Given information:
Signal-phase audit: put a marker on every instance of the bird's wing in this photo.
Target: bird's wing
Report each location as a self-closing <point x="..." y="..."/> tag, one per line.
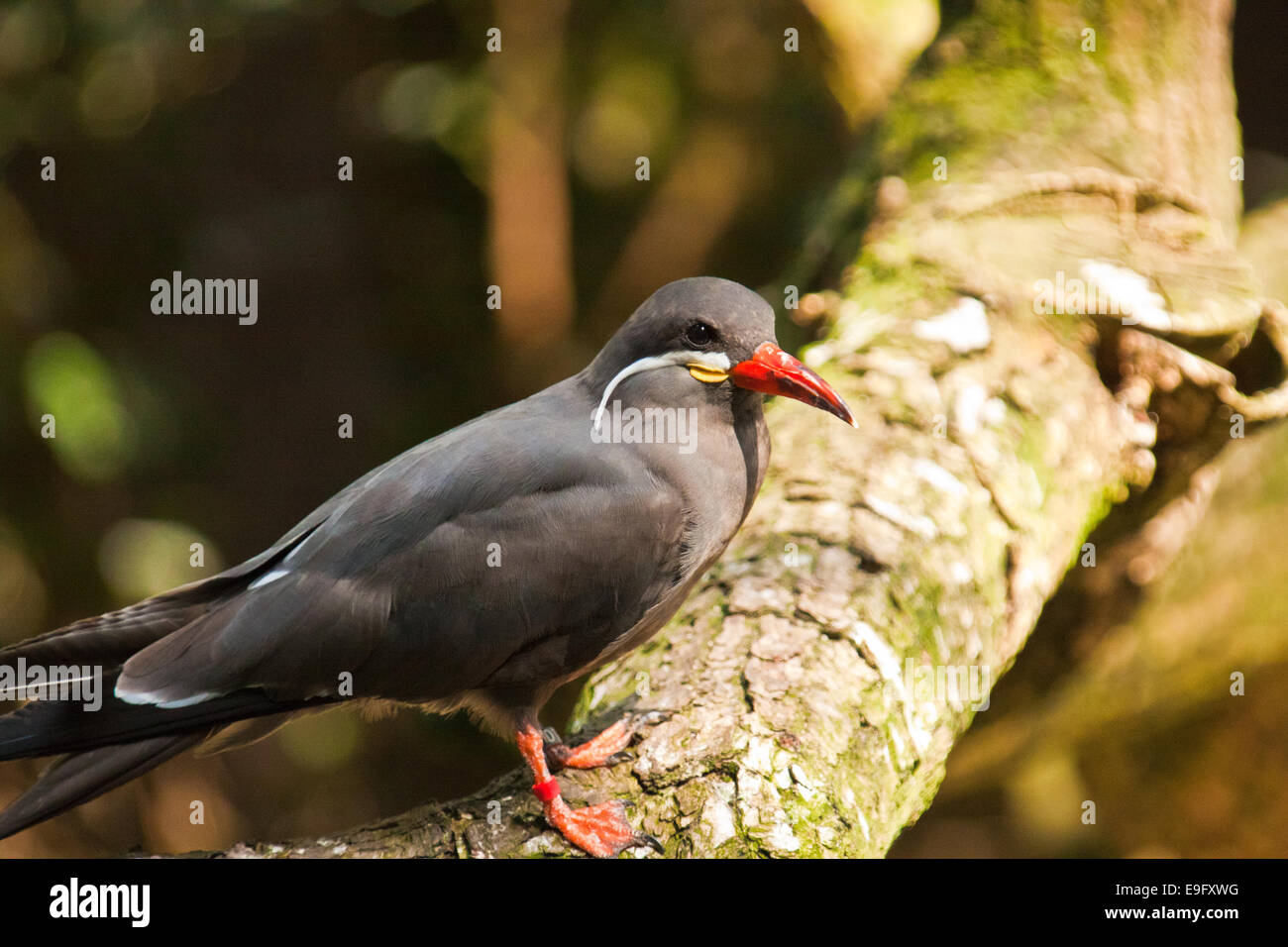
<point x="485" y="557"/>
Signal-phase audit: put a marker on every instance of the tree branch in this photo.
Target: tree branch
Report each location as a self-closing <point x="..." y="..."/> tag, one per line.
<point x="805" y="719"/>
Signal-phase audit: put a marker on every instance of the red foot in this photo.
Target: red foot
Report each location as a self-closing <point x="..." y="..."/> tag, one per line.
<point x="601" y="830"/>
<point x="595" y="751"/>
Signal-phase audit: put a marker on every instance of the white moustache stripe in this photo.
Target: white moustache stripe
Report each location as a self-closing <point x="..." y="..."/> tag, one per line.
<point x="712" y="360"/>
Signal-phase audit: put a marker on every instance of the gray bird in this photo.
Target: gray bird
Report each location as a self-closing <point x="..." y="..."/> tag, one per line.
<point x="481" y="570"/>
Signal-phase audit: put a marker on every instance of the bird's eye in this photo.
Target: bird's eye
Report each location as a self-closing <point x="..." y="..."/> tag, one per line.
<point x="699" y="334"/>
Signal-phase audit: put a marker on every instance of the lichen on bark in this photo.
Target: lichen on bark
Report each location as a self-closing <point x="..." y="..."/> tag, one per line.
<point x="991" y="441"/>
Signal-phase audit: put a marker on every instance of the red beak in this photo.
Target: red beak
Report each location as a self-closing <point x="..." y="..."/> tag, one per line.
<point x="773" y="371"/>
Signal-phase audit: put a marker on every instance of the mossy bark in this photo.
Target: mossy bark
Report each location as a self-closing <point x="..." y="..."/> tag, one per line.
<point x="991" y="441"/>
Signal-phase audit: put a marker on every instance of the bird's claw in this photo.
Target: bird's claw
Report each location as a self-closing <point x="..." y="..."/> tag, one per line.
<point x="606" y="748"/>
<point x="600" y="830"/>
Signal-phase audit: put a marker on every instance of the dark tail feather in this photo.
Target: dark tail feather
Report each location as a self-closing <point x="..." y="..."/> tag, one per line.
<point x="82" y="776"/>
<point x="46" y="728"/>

To do: Lay out the records above as a two-column CSV with the header row record_text,points and one row per record. Put each record's text and its answer in a single quoted field, with line breaks replaced by spaces, and leave out the pictures.

Correct answer:
record_text,points
"Signal-phase audit: put a marker on every instance of the bird's wing in this photo. Target: bird's wing Report each location as a self-closing <point x=""..."" y=""...""/> tag, one per line.","<point x=""485"" y=""557""/>"
"Signal-phase audit: put a marker on every instance of the tree branch in this photo. Target: tree branch Report each location as a self-closing <point x=""..."" y=""...""/> tag, one per line.","<point x=""805"" y=""719""/>"
"Signal-phase audit: put a marker on every instance of the red foot in this photo. Target: red foot Report each location as a self-closing <point x=""..."" y=""...""/> tag, one per line.","<point x=""601"" y=""830""/> <point x=""595"" y=""751""/>"
"Signal-phase audit: put a marker on every instance of the white moustache stripe in this photo. Target: white moustache stripe Report each location as a self-closing <point x=""..."" y=""...""/> tag, one per line.","<point x=""712"" y=""360""/>"
"Signal-phase audit: put a marker on every instance of the gray bird in this photo. Target: gray bird Report each location as a self-closing <point x=""..."" y=""...""/> tag, one per line.","<point x=""481"" y=""570""/>"
"Signal-phase audit: put a marker on every instance of the bird's eye in this photo. Target: bird's eye Report each location as a self-closing <point x=""..."" y=""...""/> tag, one per line.","<point x=""699"" y=""334""/>"
"Signal-phase audit: put a marker on every instance of the lichen on bark in this photo. Target: lichen on bark Report each location as a self-closing <point x=""..."" y=""...""/> tag, one per line.","<point x=""991"" y=""441""/>"
"Signal-phase audit: put a marker on every instance of the red beak in this photo. Target: red beak Report each location as a self-closing <point x=""..."" y=""...""/> tag, one per line.","<point x=""773"" y=""371""/>"
"Signal-phase audit: put a marker on every instance of the mossy bark in this photo. Target: mossy bark Report each location as a self-closing <point x=""..."" y=""...""/> tag, one per line.","<point x=""991"" y=""441""/>"
"Signal-phase audit: put a marker on every instance of the bird's claw in this photo. Target: bird's claw Report each location as a self-closing <point x=""..."" y=""...""/> tag, one per line.","<point x=""606"" y=""748""/> <point x=""600"" y=""830""/>"
"Signal-phase audit: put a marker on every instance of the dark tail feather in this photo. Target: dark tail feather Report each location as a self-closing <point x=""..."" y=""...""/> tag, one per line.","<point x=""82"" y=""776""/> <point x=""46"" y=""728""/>"